## EXERCISE AIM:
Give back, word for word, the line that contains "Target: power line" and every line that follows it in the data below.

[Stored entries]
--------------------------------

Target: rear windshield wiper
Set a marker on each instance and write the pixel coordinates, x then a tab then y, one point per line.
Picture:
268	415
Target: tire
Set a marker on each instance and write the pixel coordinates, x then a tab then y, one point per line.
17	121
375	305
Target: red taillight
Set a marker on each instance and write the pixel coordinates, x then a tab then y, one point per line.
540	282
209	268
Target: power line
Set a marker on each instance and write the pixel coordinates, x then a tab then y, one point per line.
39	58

--------------------------------

## EXERCISE RESULT:
Target: power line
Set a marker on each instance and write the pixel coordinates, x then a tab then y, one point per line.
39	58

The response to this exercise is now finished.